Guest Commentary by Justice Harry Blackmun: Excessive Shaking at Ballpark Urinal is Appalling

I rarely have occasion to utilize a crowded public restroom, but in the seventh inning stretch of last Sunday's game between the Pirates and the Astros at Pittsburgh's PNC Park, I strolled down from the Carbolic Smoke Ball box behind home plate to visit with vendor T.C. Congdon, who was working near the visitor's dugout. (Whenever I am in town, I confer with Mr. Congdon on cases pending before the United States Supreme Court.) Before venturing back upstairs, I decided to stop at the restroom, an experience that is forever etched into my memory.

While I was standing at the urinal, two college-aged men assumed spots at the urinals immediately to my right. They were conversing in the inane style of that age group, peppering every sentence of their idiotic dialogue with the word "like." They prattled on about mammary glands and the female canal leading from the uterus, undoubtedly the only biological concepts of which they have any understanding. When they had finished emptying what once was illegally imbibed beer from their underaged bladders, one of the young men immediately fled out the door in the de rigueur fashion of that age group without washing his hands. My mind instinctively conjured up all manner of hideous scenario involving those bacteria-laden claws groping some unsuspecting young woman.

As repellent as that spectacle was, it was nothing compared to what was about to occur. The other young man, the one immediately next to me, proceeded to perform an act that can only be described as appalling.

Please understand that at all pertinent times, in accordance with proper urinal etiquette, my eyes were pointed straight ahead. But damn my peripheral vision! Despite my best efforts, I could not help but notice that when the young man had finished his task, he began to shake his instrument as is customary in such circumstances. I shall spare our female readers excessive description of this strange male ritual, but suffice it to say that the maximum allowable shakes is four. There is ample Supreme Court precedent to that effect.

But this particular young man did not stop at four. He did four, then seven, then -- I stopped counting. Worse, he was not content with merely shaking it. It became a sort of whip as he spastically snapped it forward with such rapidity that I seriously thought it would generate a sonic boom, the first body part to break the sound barrier.

——

» HOW TO COMPLETE THIS TASK: Please continue the ballpark urinal commentary above, starting right after its final sentence.

——

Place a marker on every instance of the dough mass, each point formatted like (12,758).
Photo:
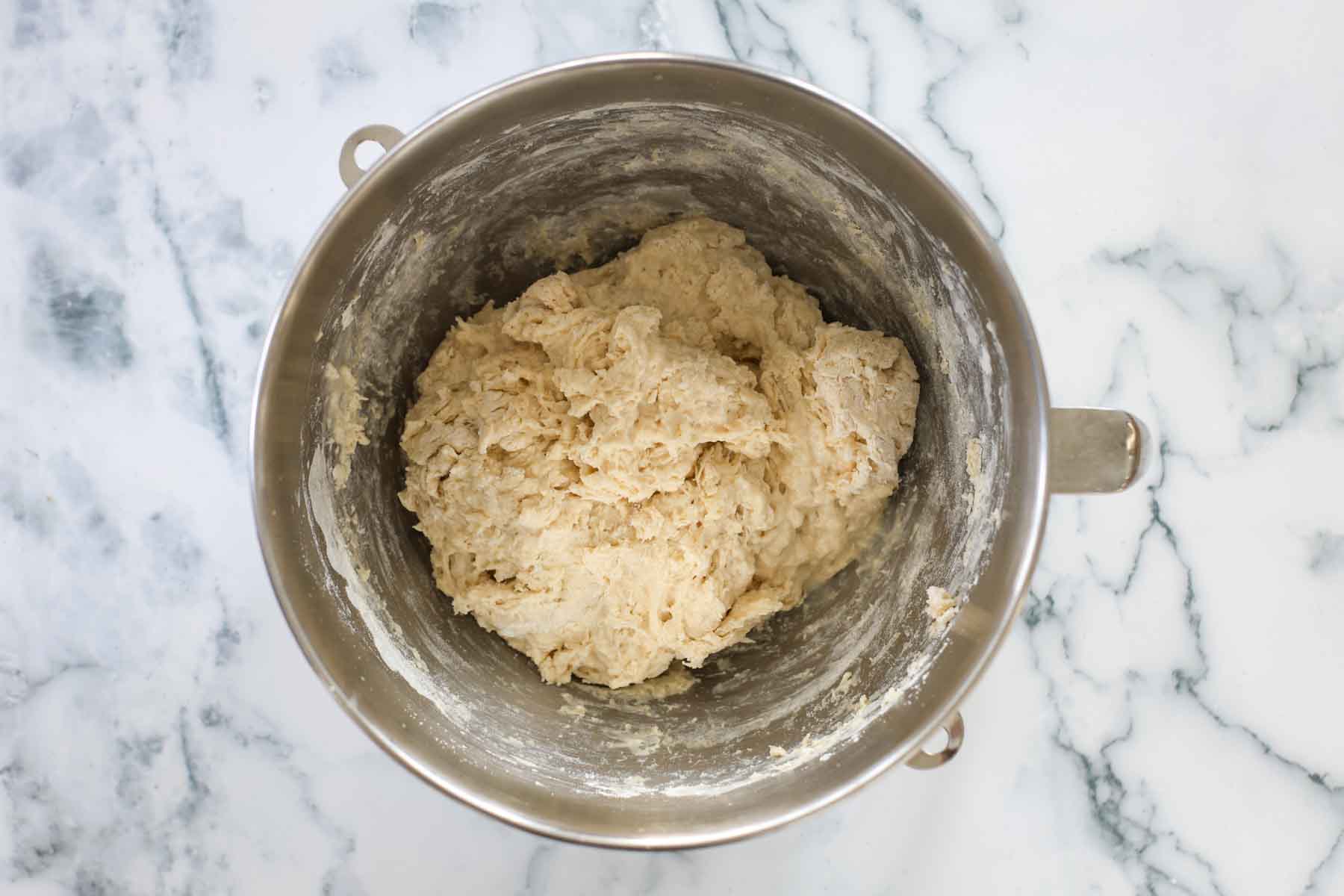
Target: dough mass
(640,462)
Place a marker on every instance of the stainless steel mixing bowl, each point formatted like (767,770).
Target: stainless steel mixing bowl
(564,167)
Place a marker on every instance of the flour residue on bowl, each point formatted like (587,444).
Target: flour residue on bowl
(344,420)
(855,652)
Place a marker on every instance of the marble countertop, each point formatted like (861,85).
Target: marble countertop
(1164,180)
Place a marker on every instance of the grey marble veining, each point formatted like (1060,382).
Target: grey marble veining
(1164,180)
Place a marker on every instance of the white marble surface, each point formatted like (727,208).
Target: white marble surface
(1166,183)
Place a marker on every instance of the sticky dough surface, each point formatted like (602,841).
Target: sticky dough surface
(638,462)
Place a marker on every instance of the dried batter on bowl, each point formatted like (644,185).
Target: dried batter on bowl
(638,462)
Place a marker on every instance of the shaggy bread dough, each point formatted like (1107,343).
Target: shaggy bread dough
(640,462)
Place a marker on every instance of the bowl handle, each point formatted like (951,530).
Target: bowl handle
(956,735)
(1095,450)
(386,136)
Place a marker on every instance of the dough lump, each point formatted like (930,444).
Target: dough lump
(641,461)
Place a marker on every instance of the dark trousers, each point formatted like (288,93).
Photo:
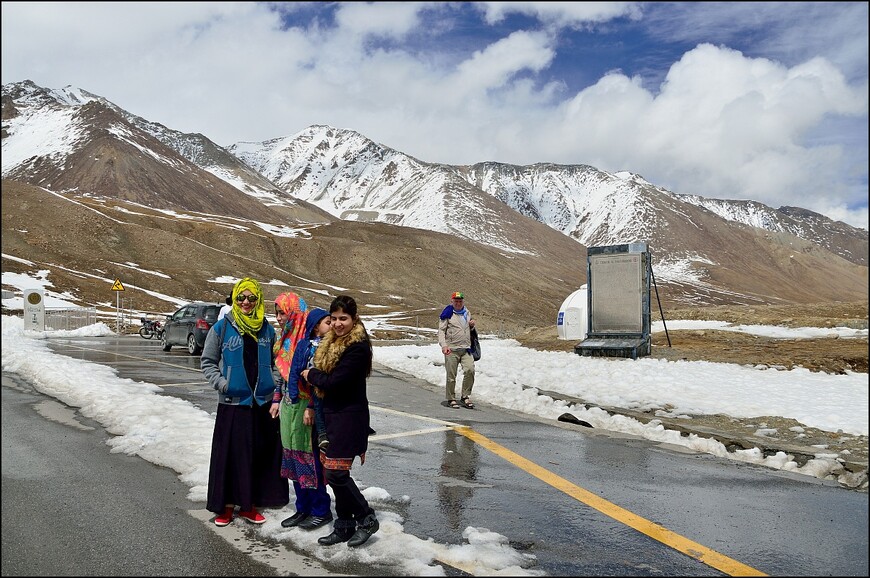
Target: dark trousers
(349,501)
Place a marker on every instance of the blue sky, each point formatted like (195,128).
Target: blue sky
(765,101)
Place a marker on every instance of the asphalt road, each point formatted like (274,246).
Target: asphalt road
(582,502)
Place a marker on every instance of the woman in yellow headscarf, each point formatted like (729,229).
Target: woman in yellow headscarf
(237,361)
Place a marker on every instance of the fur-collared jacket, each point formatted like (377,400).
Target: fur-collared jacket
(341,367)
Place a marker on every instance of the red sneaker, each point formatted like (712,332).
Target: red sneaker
(253,517)
(225,518)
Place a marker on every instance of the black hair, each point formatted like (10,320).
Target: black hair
(347,304)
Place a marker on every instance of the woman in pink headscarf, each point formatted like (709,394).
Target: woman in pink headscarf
(299,462)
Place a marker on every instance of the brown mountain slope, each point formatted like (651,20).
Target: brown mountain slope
(395,269)
(390,269)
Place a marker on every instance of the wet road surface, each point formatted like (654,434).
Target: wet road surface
(583,502)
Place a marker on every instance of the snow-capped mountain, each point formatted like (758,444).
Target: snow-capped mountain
(73,140)
(704,251)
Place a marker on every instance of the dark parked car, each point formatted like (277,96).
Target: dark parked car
(189,325)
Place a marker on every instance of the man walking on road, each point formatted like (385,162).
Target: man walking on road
(454,337)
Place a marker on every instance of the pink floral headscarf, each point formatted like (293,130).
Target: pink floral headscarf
(292,332)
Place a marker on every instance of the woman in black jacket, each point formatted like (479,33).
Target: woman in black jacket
(341,365)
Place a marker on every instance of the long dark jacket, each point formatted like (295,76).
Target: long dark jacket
(345,404)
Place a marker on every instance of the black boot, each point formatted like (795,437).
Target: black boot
(341,532)
(367,526)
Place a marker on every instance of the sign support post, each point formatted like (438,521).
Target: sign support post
(117,287)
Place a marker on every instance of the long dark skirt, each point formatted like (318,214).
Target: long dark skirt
(245,467)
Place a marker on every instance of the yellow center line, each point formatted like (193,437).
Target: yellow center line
(667,537)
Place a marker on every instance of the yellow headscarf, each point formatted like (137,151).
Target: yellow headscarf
(249,324)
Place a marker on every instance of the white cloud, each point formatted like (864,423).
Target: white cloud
(781,119)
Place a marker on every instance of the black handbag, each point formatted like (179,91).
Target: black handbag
(475,345)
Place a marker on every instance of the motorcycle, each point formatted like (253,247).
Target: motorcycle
(150,328)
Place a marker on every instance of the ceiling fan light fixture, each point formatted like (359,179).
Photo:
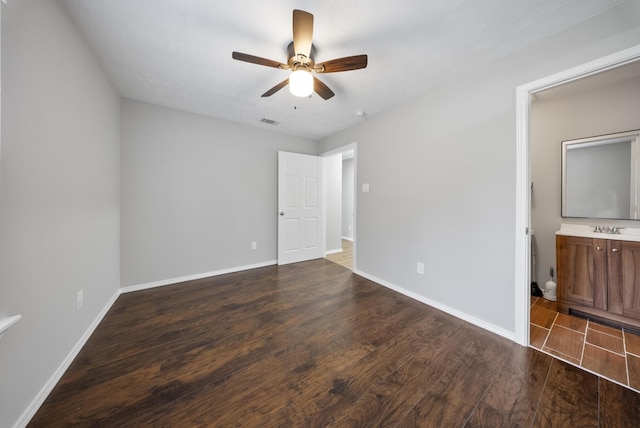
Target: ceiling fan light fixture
(301,83)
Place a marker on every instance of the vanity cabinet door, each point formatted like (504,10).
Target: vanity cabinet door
(582,271)
(629,278)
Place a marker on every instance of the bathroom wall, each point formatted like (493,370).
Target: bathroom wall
(347,198)
(604,110)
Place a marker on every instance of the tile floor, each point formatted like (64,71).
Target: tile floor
(608,352)
(344,258)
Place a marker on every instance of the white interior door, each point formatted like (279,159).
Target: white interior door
(300,214)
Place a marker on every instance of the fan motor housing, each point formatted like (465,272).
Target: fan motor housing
(303,62)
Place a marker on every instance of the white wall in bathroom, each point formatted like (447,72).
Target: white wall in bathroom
(608,109)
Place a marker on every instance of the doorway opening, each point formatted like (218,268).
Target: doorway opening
(524,96)
(340,205)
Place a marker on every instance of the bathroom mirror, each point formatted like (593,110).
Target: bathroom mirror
(600,176)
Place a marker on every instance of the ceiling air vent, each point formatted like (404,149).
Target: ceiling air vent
(268,121)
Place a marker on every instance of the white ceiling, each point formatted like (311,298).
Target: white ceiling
(177,53)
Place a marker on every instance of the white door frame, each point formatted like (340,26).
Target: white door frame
(353,146)
(523,175)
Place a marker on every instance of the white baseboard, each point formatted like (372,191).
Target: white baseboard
(31,410)
(171,281)
(444,308)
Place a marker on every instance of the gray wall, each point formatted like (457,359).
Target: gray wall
(333,202)
(196,191)
(59,196)
(605,110)
(442,173)
(347,198)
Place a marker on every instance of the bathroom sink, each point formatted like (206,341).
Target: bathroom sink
(586,231)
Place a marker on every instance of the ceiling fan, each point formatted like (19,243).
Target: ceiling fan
(301,54)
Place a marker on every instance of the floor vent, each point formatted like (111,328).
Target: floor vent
(268,121)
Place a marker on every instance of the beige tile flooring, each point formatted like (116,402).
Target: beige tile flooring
(345,257)
(608,352)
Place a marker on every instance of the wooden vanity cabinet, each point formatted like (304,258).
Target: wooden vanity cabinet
(600,277)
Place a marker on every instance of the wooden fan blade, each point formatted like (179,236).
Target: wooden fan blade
(276,88)
(342,64)
(322,89)
(302,32)
(257,60)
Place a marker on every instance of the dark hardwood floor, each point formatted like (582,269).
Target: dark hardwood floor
(312,344)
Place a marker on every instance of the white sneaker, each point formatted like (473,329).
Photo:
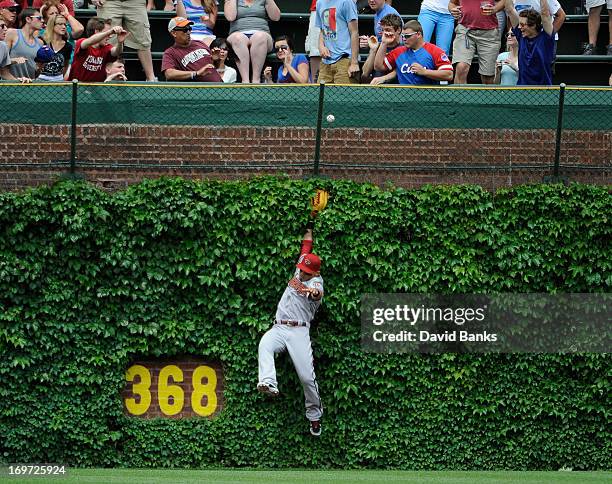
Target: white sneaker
(315,427)
(267,389)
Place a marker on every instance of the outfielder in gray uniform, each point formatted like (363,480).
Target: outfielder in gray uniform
(291,333)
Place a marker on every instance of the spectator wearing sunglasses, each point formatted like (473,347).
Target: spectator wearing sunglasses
(8,12)
(56,39)
(535,36)
(417,61)
(506,66)
(69,4)
(188,60)
(24,43)
(295,68)
(221,54)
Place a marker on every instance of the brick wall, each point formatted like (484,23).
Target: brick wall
(115,156)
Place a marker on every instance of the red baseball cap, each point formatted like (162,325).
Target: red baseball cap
(309,263)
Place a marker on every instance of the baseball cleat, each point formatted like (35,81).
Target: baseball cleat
(315,427)
(267,389)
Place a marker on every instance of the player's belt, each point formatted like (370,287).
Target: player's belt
(290,323)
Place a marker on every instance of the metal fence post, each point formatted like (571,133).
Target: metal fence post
(75,84)
(317,157)
(559,132)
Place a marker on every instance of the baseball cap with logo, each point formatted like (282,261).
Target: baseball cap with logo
(309,263)
(8,4)
(178,22)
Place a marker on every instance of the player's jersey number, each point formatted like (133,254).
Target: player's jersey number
(171,391)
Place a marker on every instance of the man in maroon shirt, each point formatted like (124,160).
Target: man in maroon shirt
(94,52)
(187,60)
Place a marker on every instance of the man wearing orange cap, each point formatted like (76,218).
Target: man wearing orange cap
(291,333)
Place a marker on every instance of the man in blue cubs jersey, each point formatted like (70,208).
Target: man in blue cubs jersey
(417,61)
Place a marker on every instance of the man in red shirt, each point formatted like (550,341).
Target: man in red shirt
(94,52)
(477,33)
(187,60)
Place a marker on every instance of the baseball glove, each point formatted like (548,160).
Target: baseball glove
(319,201)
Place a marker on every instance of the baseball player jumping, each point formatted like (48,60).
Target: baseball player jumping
(291,333)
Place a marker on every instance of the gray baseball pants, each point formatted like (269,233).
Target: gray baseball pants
(296,341)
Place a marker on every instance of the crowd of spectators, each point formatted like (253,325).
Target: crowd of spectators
(44,42)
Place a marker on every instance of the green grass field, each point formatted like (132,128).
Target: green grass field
(138,476)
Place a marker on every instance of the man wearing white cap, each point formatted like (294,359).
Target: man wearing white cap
(187,60)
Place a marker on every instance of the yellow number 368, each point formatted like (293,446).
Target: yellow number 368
(171,396)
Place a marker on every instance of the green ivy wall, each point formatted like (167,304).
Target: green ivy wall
(91,281)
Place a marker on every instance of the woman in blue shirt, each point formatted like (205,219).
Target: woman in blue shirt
(295,68)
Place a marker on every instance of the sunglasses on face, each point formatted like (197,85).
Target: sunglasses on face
(407,36)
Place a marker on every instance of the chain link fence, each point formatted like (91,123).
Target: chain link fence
(413,135)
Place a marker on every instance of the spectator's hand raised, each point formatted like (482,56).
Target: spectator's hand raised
(417,68)
(372,42)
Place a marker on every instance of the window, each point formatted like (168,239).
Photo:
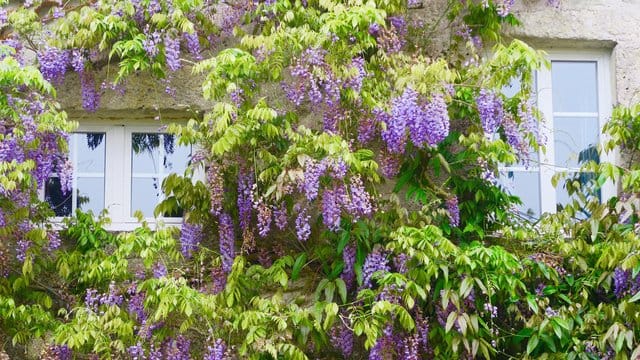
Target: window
(574,96)
(120,168)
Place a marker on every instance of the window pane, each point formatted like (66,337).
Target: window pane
(526,186)
(145,193)
(60,203)
(90,194)
(145,153)
(90,150)
(575,140)
(176,158)
(575,86)
(562,195)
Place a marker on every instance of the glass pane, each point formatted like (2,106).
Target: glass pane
(145,193)
(176,158)
(145,153)
(512,89)
(60,203)
(562,195)
(90,194)
(90,153)
(526,186)
(574,86)
(576,141)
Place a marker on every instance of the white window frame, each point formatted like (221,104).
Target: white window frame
(118,180)
(544,90)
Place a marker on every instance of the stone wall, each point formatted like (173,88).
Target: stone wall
(579,24)
(576,24)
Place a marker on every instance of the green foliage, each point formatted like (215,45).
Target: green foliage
(492,286)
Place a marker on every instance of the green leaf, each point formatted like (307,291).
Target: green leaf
(298,265)
(532,344)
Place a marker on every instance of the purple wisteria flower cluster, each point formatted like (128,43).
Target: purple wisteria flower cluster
(190,238)
(427,122)
(491,111)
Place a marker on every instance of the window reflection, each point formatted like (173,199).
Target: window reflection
(575,86)
(153,157)
(87,153)
(526,186)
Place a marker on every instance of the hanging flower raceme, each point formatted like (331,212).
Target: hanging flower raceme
(303,228)
(227,241)
(376,261)
(245,197)
(190,238)
(490,110)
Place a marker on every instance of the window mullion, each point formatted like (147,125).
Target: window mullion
(74,179)
(545,104)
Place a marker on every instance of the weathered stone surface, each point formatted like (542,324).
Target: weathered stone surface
(584,24)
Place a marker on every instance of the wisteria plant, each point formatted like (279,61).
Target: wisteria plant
(350,207)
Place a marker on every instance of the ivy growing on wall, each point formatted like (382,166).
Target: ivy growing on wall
(350,207)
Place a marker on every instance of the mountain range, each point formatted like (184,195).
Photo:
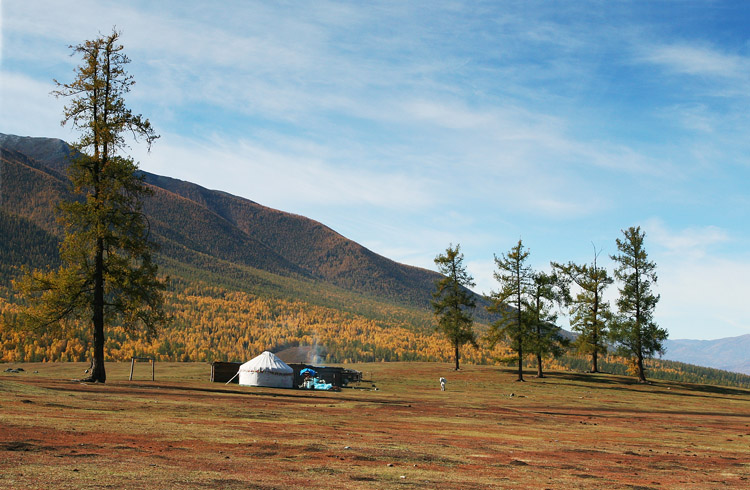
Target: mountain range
(729,354)
(224,239)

——

» RESPONSE AREA:
Somewhere in the course of this horror show, he began to twirl the offending appendage in a manner usually reserved for the tassels of busty female strippers. I wish I could say that the spray did not splatter my glasses but that would be untrue.

There was, of course, no legitimate reason for this revolting display of penile calisthenics. I could not help but think that this urinal, constructed to serve a useful purpose, had been transmogrified into a near-occasion of sin.

Thankfully, I was able to depart the room without further witness to this nauseating exhibition. For all I know, the boy is still in there shaking away.

You see, it isn't enough that the members of this generation of nitwits have desecrated the English language, abandoned religion because it does not add to their immediate gratification (and because religion disapproves of conduct that does add to their immediate gratification), and transformed their wholesale lack of taste in music, literature, art and motion pictures into the very engines that drive capitalism. No, this young man's misconduct was an example of the singular failing that invariably signals the decline and eventual collapse of a great society: ignorance of proper urinal etiquette.

I am sorry to say we are doomed. And the Pirates lost to the Astros, 1-0.

The Hon. Harry Blackmun,
Associate Justice, United States Supreme Court


Excerpted from a speech delivered to the Pennsylvania Bar Institute.